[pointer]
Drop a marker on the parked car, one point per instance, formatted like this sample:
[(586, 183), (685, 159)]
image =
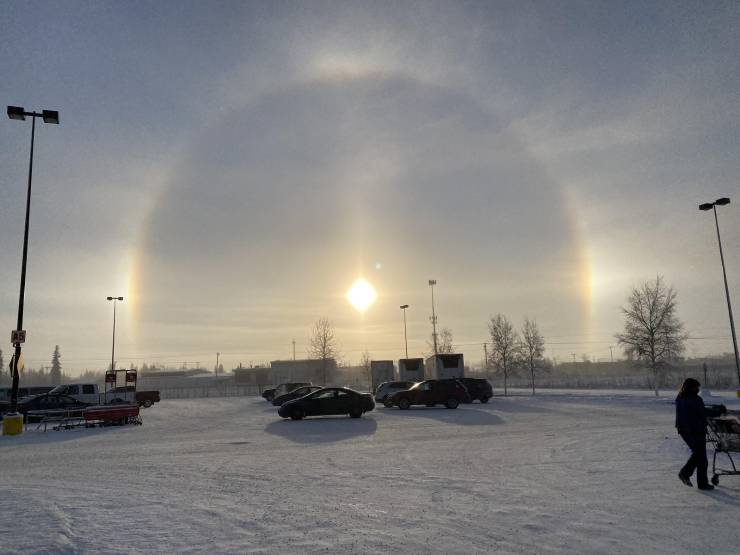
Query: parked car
[(284, 388), (386, 389), (268, 393), (478, 388), (295, 394), (129, 393), (449, 393), (328, 400)]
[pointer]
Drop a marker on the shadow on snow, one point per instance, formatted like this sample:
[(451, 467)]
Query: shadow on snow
[(322, 429), (464, 415)]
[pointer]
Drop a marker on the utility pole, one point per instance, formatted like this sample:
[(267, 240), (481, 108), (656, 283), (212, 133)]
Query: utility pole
[(432, 283), (405, 336), (713, 206)]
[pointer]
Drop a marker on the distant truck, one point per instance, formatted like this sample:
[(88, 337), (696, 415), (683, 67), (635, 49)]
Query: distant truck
[(445, 367), (24, 391), (143, 398)]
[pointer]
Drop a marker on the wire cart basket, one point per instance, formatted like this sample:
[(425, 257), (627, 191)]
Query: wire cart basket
[(724, 433)]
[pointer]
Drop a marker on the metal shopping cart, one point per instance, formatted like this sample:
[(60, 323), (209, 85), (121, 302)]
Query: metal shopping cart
[(724, 433)]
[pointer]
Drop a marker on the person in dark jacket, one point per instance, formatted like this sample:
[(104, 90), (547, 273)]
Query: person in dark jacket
[(692, 427)]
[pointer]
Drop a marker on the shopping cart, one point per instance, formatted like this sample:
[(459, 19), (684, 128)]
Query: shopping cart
[(724, 433)]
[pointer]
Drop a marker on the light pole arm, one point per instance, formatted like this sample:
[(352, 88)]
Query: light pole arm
[(727, 293), (21, 296)]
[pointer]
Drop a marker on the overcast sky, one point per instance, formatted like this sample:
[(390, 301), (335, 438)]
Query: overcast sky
[(230, 168)]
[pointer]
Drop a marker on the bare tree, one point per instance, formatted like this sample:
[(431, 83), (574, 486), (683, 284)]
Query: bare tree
[(445, 342), (653, 334), (532, 347), (322, 345), (504, 346), (366, 368)]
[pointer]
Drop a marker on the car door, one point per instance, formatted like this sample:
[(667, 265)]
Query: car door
[(343, 402), (316, 404), (424, 394)]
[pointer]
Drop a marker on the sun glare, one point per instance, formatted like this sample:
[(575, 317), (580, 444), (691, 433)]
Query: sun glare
[(361, 295)]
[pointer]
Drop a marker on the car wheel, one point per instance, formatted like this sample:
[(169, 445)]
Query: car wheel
[(452, 403)]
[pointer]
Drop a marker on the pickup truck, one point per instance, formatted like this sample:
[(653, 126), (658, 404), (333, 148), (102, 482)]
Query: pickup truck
[(90, 393)]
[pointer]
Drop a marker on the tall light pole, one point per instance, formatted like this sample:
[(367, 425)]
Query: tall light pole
[(432, 283), (19, 336), (113, 350), (405, 337), (713, 206)]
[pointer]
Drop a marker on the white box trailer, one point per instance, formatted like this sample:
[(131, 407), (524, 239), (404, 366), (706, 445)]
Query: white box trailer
[(381, 371), (411, 370), (442, 367)]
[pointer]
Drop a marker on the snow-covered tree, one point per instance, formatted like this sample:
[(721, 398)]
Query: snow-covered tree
[(55, 374)]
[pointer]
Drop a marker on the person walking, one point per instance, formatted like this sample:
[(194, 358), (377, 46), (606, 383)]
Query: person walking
[(692, 427)]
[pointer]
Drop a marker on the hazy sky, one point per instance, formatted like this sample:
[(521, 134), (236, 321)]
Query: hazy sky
[(230, 168)]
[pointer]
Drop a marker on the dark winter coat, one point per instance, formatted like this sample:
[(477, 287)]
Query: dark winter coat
[(691, 415)]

──────

__PROBLEM REQUIREMENTS__
Arrange the whole listing above as a JSON list of strings, one string per line, with blank lines skipped and the picture left out.

__THE SOLUTION__
[
  "[pointer]",
  "Drop a marker on the parked car, one point per instance, formatted like this sample:",
  "[(586, 183), (685, 159)]",
  "image =",
  "Query: parked car",
  "[(284, 388), (386, 389), (268, 393), (478, 388), (295, 394), (129, 393), (449, 393), (328, 400)]",
  "[pointer]",
  "Drop a marker on the shadow on snow, one point per instance, formatted like this sample:",
  "[(451, 467)]",
  "Query: shadow on snow",
  "[(322, 429), (464, 415)]",
  "[pointer]",
  "Drop a marker on the utility pole, one point per instance, formatted like this sample:",
  "[(267, 240), (481, 108), (656, 283), (212, 133)]",
  "Query: utility pole",
  "[(432, 283), (405, 336), (713, 206)]",
  "[pointer]",
  "Drop a marker on the distant truck, one point per instance, formatted like this sample:",
  "[(88, 337), (696, 415), (683, 67), (635, 49)]",
  "Query: distant truck",
  "[(445, 367), (24, 391), (143, 398)]",
  "[pointer]",
  "Drop a marker on the wire cart basket, one point per instance, formatted like this sample:",
  "[(425, 257), (627, 191)]",
  "Query: wire cart basket",
  "[(724, 433)]",
  "[pointer]",
  "Drop a marker on the metal shopping cart, one point per instance, formatted like this sample:",
  "[(60, 323), (209, 85), (121, 302)]",
  "Query: metal shopping cart",
  "[(724, 433)]",
  "[pointer]",
  "Drop a marker on the person in dark jacket, one point per instance, formatted like this sample:",
  "[(104, 90), (547, 273)]",
  "Query: person in dark jacket",
  "[(692, 427)]",
  "[pointer]",
  "Drop a marker on the shopping cart, one point per instance, formatted like this sample:",
  "[(459, 19), (684, 128)]",
  "Query: shopping cart",
  "[(724, 433)]",
  "[pointer]",
  "Drop a marker on the light pole arm, one point per instance, formatted like this sample:",
  "[(352, 88)]",
  "Query: light pole arm",
  "[(727, 293), (21, 296)]",
  "[pointer]",
  "Drop a marker on the overcast sky, one point per instance, formatted like this sample:",
  "[(390, 301), (335, 438)]",
  "Query: overcast sky",
  "[(230, 168)]",
  "[pointer]",
  "Drop a marker on the bare tree, one point per instance, formatted like this sample:",
  "[(431, 83), (574, 486), (683, 284)]",
  "Query: bare tree",
  "[(445, 342), (653, 334), (532, 347), (322, 345), (504, 346), (366, 368)]",
  "[pointer]",
  "Drop a marker on the car door, one point per instance, formatted like this sample:",
  "[(667, 265)]",
  "Query: car door",
  "[(343, 402), (316, 404), (424, 394)]",
  "[pointer]",
  "Drop a marker on the sun glare, one point per instance, formatted like this sample:",
  "[(575, 317), (580, 444), (691, 433)]",
  "Query: sun glare",
  "[(361, 295)]",
  "[pointer]",
  "Drop a marker on the car wheel, one point per instance, formatted like this sample:",
  "[(169, 445)]",
  "Query: car wheel",
  "[(452, 403)]",
  "[pointer]",
  "Drop a marker on the pickup truck, one point per instance, formatted like this sample:",
  "[(653, 126), (658, 404), (333, 148), (102, 482)]",
  "Query: pickup truck",
  "[(90, 393)]",
  "[pointer]",
  "Drop a marker on the tall light pole, one point per instance, formatted like this sample:",
  "[(367, 425)]",
  "Query: tall light pole",
  "[(432, 283), (19, 336), (113, 350), (405, 337), (713, 206)]",
  "[pointer]",
  "Drop a marker on the white box trailer, one point per instance, formatted like this sample:",
  "[(131, 407), (524, 239), (404, 366), (706, 445)]",
  "Query: white box trailer",
  "[(381, 371), (411, 370), (442, 367)]",
  "[pointer]",
  "Drop a marker on the snow-covered tree, one point per instance, formatted like this sample:",
  "[(721, 398)]",
  "Query: snow-covered tree",
  "[(55, 374)]",
  "[pointer]",
  "Drop a marker on the person walking, one point per instance, formatted like this sample:",
  "[(194, 358), (377, 46), (606, 383)]",
  "Query: person walking",
  "[(692, 427)]",
  "[pointer]",
  "Drop a marker on the hazy sky, one point per instance, formatted like this sample:",
  "[(521, 134), (236, 321)]",
  "Query: hazy sky",
  "[(230, 168)]",
  "[pointer]",
  "Drop a marker on the dark winter coat, one point per instance, formatted like this sample:",
  "[(477, 287)]",
  "Query: dark winter coat",
  "[(691, 415)]"
]